• **Objective 1**
Reproduce the passage on Italy's exit tax amendment verbatim, from its first line to its last.

☆ ☆ ☆ ☆

“Urgent measures for competition, infrastructure development and competitiveness”.
That is the aim of a new amendment to Italy’s tax law which will facilitate the tax-free migration of its companies to tax ‘friendlier’ European Offshore Financial Centres (OFCs).
Subject to the usual implementation rules that will clarify its application, the law will allow an Italian company relocating its tax residency to elect for a deferral of taxation on its unrealised capital gains until the gain is in fact realised.
It is entirely possible therefore that a company could arrange its affairs in such a way that no capital gain ever arises.
Freedom of Establishment
The new rule is a legislative response by Italy to a formal request from the European Commission (EC) to align its ‘exit’ tax with the principle of ‘freedom of establishment’ as discussed by the European Court of Justice (ECJ) in its National Grid Industries judgement (C-371/10).

☆ ☆ ☆ ☆

• **Objective 2**
Return every line of the records that contains the string "stone".

• **Records for the exercise**

☆ ☆ ☆ ☆

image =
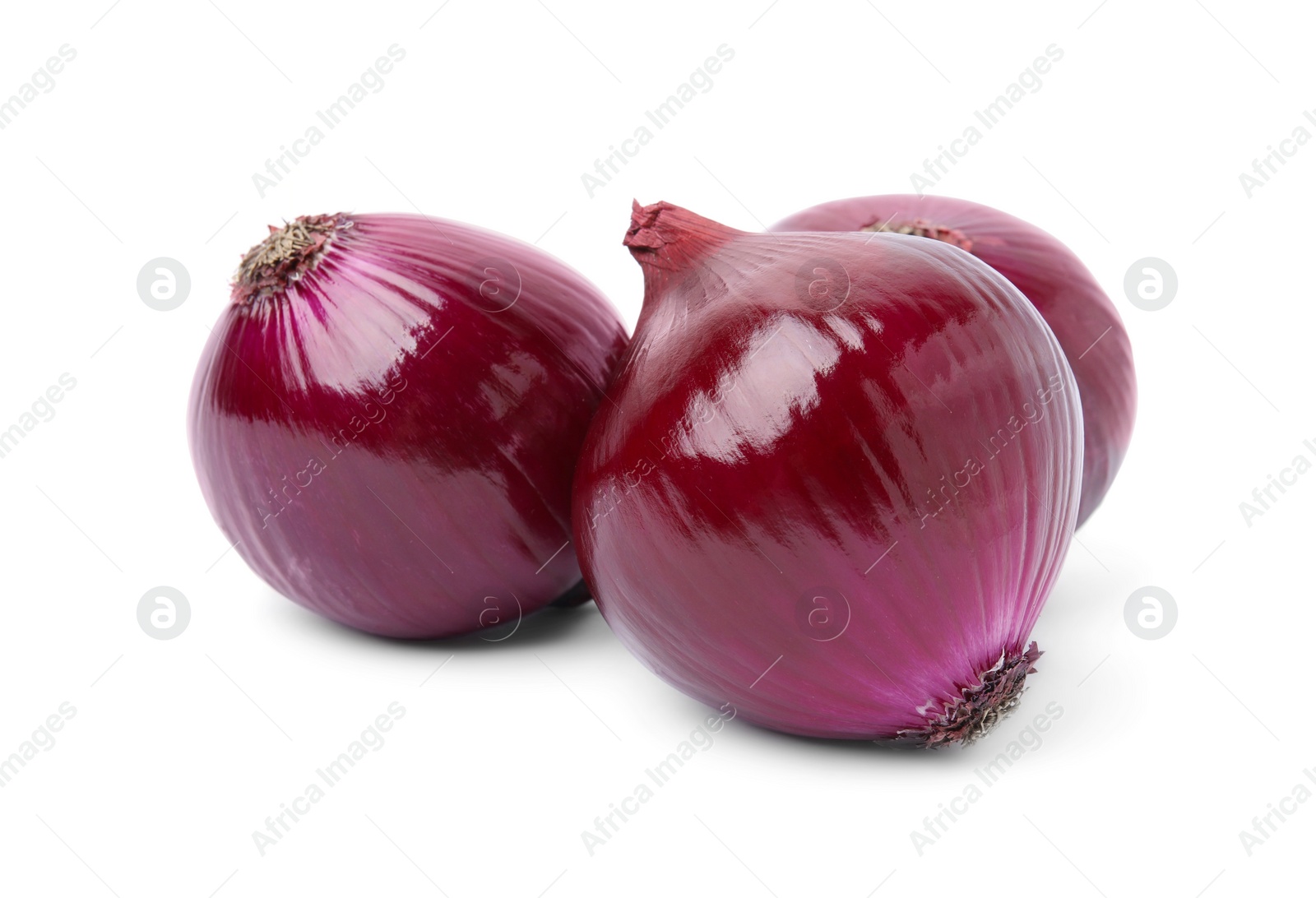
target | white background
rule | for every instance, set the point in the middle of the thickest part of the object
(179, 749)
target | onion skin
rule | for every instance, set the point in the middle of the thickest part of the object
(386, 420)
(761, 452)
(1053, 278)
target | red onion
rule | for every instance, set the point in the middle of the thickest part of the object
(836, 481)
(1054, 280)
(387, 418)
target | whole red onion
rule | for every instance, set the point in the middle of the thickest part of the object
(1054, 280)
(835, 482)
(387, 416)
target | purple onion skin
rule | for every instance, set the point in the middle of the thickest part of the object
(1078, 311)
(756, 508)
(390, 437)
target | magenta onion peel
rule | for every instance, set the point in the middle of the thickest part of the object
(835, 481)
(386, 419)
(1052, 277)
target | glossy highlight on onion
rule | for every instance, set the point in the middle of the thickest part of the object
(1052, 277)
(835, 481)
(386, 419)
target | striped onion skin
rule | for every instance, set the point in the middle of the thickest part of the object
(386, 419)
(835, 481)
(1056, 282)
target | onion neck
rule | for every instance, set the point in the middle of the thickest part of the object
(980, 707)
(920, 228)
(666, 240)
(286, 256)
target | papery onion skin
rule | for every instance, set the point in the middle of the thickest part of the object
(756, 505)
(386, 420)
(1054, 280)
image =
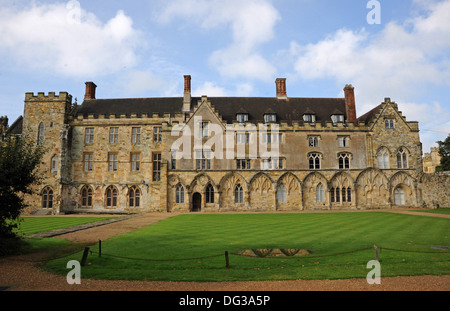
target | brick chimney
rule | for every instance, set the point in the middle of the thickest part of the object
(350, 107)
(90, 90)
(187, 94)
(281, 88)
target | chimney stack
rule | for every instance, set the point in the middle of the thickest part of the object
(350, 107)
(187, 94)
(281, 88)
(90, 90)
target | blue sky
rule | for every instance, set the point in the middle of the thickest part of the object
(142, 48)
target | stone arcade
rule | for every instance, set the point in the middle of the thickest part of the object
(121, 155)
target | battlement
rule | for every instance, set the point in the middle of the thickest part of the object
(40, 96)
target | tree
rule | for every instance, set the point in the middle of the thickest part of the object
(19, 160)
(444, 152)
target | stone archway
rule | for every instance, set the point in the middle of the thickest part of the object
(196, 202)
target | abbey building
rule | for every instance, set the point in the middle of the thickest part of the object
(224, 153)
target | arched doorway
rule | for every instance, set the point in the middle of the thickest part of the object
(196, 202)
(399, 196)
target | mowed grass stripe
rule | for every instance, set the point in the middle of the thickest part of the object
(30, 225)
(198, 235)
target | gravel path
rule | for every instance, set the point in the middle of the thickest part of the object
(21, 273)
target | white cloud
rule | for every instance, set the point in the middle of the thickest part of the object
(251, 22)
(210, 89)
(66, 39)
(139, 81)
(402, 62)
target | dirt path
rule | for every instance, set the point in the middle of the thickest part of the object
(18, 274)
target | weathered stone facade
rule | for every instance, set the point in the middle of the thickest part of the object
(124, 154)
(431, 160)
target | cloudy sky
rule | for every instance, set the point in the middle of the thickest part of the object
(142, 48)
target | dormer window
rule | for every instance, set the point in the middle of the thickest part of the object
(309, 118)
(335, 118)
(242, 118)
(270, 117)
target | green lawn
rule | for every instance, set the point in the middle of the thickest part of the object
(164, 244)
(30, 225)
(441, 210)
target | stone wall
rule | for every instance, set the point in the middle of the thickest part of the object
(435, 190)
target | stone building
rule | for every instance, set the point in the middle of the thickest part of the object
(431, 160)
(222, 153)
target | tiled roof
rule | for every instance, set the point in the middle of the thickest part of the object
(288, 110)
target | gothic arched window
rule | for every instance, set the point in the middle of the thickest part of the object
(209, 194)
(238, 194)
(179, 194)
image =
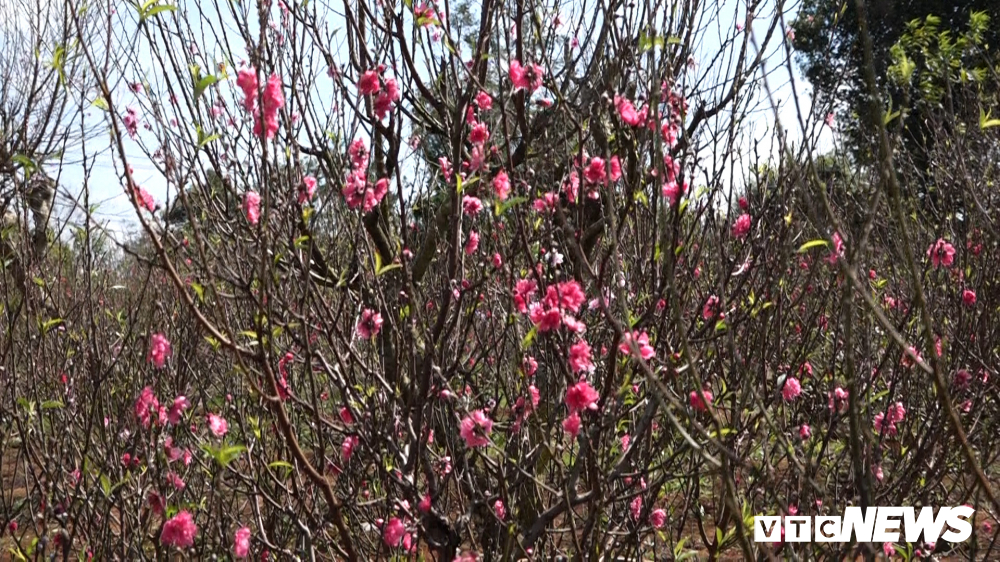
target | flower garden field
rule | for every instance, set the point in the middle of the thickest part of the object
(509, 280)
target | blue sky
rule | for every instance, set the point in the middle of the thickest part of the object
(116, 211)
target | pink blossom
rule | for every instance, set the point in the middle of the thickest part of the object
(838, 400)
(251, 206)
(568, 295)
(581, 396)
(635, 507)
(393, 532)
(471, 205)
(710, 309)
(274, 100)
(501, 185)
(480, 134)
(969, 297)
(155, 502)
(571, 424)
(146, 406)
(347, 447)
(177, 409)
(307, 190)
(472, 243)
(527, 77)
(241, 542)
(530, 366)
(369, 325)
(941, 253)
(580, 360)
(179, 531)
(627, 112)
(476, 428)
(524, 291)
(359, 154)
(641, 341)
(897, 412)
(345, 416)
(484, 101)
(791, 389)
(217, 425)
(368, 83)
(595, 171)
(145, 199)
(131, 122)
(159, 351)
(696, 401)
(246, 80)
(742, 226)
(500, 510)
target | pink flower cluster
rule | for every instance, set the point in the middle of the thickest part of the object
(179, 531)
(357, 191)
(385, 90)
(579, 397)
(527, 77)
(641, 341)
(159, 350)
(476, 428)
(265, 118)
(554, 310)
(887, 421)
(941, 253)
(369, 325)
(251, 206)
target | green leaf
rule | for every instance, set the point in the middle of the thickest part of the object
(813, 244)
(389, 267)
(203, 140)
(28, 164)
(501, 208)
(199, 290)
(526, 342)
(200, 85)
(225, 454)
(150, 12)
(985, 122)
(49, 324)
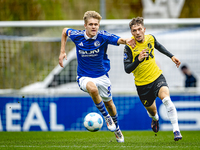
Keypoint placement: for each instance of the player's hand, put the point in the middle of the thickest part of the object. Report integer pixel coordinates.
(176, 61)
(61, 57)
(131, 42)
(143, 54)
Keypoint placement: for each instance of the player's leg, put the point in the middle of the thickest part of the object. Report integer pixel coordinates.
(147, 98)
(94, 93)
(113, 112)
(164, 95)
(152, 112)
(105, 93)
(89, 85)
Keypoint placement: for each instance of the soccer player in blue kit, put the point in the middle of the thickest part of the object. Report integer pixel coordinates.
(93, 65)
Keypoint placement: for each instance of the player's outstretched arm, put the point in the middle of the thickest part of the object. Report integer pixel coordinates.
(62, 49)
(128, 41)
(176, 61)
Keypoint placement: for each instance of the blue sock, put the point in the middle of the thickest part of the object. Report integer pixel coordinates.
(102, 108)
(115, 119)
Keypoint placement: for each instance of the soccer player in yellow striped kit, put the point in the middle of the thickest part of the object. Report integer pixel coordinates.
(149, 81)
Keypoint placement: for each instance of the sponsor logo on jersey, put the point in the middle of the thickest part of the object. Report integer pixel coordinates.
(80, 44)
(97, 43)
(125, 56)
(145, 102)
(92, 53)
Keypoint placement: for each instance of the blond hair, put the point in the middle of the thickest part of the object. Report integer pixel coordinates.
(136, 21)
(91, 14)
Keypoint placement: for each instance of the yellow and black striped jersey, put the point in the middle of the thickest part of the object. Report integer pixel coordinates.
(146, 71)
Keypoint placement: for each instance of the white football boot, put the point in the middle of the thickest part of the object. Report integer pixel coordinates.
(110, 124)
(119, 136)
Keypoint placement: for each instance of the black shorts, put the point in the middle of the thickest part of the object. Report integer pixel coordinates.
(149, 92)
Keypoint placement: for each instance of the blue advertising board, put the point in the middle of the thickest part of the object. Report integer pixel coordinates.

☆ ☆ ☆ ☆

• **Response 1**
“Urgent measures for competition, infrastructure development and competitiveness”.
That is the aim of a new amendment to Italy’s tax law which will facilitate the tax-free migration of its companies to tax ‘friendlier’ European Offshore Financial Centres (OFCs).
Subject to the usual implementation rules that will clarify its application, the law will allow an Italian company relocating its tax residency to elect for a deferral of taxation on its unrealised capital gains until the gain is in fact realised.
It is entirely possible therefore that a company could arrange its affairs in such a way that no capital gain ever arises.
Freedom of Establishment
The new rule is a legislative response by Italy to a formal request from the European Commission (EC) to align its ‘exit’ tax with the principle of ‘freedom of establishment’ as discussed by the European Court of Justice (ECJ) in its National Grid Industries judgement (C-371/10).

• **Response 2**
target | stone arcade
target | stone archway
target | weathered stone facade
target | stone wall
target | stone building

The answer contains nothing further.